::: TEXT EXCERPT :::
# [Advice required] 2nd Hand PS2



## SaiyanGoku (Jan 17, 2013)

One of my friends is looking to sell his 3-4 years old PS2 with games (don't know which games), as he'll be buying a PS3 slim. I'm thinking of buying it as my first console. I played WWE All stars on it and it works fine and none of parts are damaged at all . what should be the ideal buying price without the games and with games ? (I'll ask him what games he's having later)


----------



## anirbandd (Jan 17, 2013)

actually, you have to be careful coz Sony has EOLed the PS2, so there will be no support/service from them if something happens unless its still under warranty. you dont want to sitting with a brick if it breaks down. the graphics are not comparable to PS3 too though it does support upto 1080p. 
and the wired controller means you have limited options of seating arrangement. 

on the flipside, the games are real cheap and has some blockbusters too. 

the last i knew, a new PS2 was selling for ~6k. if its out of warranty, dont pay anything over 1.5k-2k. 

btw, you too should consider getting a PS3, coz then both you and your friend will be able to buy games and share, so cost will be less. and 2nd hand games are avalable real cheap on ivgdotcom. plus with the next gen PS almost knocking on the door, prices of the current gen games are bound to go down unless PS4 has backwards compatibility.


----------
::: DATA ROWS :::
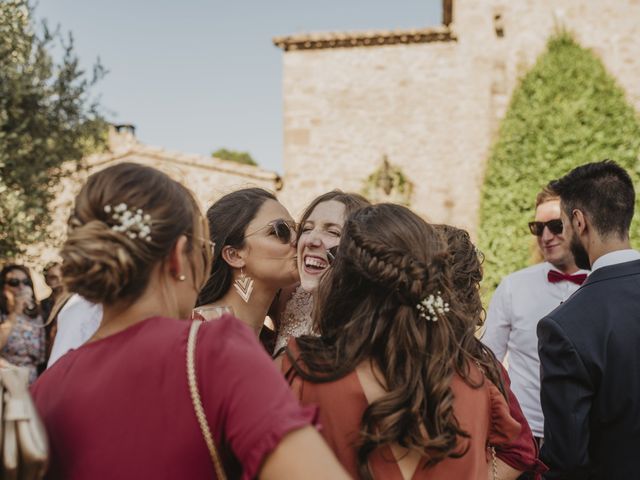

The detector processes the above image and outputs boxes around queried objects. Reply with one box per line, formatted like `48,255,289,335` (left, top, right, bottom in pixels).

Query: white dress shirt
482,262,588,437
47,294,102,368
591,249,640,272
:::
::: DATA ROWS :::
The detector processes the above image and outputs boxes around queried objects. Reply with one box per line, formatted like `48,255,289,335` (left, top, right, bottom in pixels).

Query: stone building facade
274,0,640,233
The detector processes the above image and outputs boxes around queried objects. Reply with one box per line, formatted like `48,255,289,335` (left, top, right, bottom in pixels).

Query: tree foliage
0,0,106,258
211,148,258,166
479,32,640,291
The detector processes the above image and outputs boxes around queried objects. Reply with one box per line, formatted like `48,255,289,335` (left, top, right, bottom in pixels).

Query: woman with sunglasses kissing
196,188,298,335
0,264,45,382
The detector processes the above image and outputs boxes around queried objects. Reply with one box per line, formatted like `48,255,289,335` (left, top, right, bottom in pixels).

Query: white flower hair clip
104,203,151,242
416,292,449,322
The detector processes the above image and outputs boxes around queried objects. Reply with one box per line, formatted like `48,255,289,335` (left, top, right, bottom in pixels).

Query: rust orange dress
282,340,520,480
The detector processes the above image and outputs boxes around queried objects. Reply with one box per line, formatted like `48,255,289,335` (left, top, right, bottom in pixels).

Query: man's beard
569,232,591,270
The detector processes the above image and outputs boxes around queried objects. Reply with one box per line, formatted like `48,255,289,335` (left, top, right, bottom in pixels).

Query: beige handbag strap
:::
TO-DO LIST =>
A: According to the forum thread, what was a new PS2 last known to sell for?
B: Rewrite the forum thread between "## anirbandd (Jan" and "support upto 1080p.", inclusive, replacing "brick" with "paperweight".
The rows are separate material, unrelated to the forum thread.

SOLUTIONS TO THE EXERCISE =>
A: About 6k.

B:
## anirbandd (Jan 17, 2013)

actually, you have to be careful coz Sony has EOLed the PS2, so there will be no support/service from them if something happens unless its still under warranty. you dont want to sitting with a paperweight if it breaks down. the graphics are not comparable to PS3 too though it does support upto 1080p.